**WHAT IS EXPECTED**
Using the receiver upgrade thread below, say yes or no to each statement and quote the words from the thread that decide it. 1. The person asking about the upgrade owns JBL N28 speakers whose tweeters were damaged. 2. auge.dog moved from an older Onkyo to a Pioneer vsx-821-k. 3. auge.dog has tried the Bluetooth functions.

**DOCUMENT**
# Upgrade from Onkyo ht-r550 to Pioneer vsx-821-k worth it?



## Ratified (Mar 2, 2012)

Well, the home theater bug has bit me hard and its time to start upgrading the aging home theater setup. I currently have a Onkyo ht-r550 (receiver from ht-sr800 htib) and was wondering if upgrading to a Pioneer vsx-821-k is a worthy upgrade or just a side-grade? Current speaker setup is JBL Northridge N38 mains, N-center center, Dayton Audio B652 rears ( have JBL N28 but the tweeters met with my little girls fingers) and a soon to be replaced Sony sawm40 sub. Thanks in advance!!!


----------



## mechman (Feb 8, 2007)

It seems like it would be a decent upgrade. :huh:


----------



## auge.dog (Feb 13, 2008)

If you are not planning on going to a 7.1 system and have Blu-ray and want the ability to play back the hi-def audio that blu-rays have, then yes, I would consider upgrading. BTW, I went from an older model Onkyo to a Pioneer vsx-819, and the sound improvement for blu-rays is very noticeable.


----------



## Ratified (Mar 2, 2012)

Thanks for the replies! Not planning on going to 7.1 and love my blu-rays. I think the Pioneer will serve my purposes well without breaking the bank. Have you tried any of the bluetooth functions yet or the Ipod functions?


----------



## auge.dog (Feb 13, 2008)

No, I do not have blue tooth in order to try it out. I guess I could try out the IPOD functions, but when I have used my IPOD, I just connect it with a 3.5 stereo adaptor and then either play the music on the IPOD or run the Audiogalaxy app, which allows me to play from a huge selection stored on various hard drives.


----------

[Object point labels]
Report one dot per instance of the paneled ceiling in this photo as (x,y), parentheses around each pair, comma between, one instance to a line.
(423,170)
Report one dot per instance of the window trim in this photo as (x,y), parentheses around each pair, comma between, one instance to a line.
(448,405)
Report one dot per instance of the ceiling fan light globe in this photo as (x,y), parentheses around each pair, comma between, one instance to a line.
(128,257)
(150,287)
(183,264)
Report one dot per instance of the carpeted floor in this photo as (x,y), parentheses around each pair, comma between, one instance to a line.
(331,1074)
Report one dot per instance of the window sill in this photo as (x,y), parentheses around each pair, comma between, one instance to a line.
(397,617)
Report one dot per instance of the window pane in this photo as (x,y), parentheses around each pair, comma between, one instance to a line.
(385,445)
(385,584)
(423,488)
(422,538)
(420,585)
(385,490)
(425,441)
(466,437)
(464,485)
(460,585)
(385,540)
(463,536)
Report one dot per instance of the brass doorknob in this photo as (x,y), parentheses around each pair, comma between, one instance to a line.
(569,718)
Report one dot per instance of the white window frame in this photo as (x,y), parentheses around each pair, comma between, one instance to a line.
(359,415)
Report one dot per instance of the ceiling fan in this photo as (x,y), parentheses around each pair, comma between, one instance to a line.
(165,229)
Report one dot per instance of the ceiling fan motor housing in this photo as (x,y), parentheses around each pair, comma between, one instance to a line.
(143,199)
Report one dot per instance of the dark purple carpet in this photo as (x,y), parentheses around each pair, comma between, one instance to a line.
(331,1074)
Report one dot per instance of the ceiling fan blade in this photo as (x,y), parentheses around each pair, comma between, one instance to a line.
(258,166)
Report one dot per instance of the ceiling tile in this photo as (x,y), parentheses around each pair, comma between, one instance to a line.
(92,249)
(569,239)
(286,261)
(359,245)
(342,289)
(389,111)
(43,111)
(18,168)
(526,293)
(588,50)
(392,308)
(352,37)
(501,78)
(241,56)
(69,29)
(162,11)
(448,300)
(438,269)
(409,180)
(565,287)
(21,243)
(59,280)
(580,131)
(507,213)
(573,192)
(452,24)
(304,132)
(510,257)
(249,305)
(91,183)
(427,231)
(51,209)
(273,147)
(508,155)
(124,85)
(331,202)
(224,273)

**ANSWER TO THIS EXERCISE**
1. Yes: "have JBL N28 but the tweeters met with my little girls fingers"
2. No: "I went from an older model Onkyo to a Pioneer vsx-819"
3. No: "No, I do not have blue tooth in order to try it out."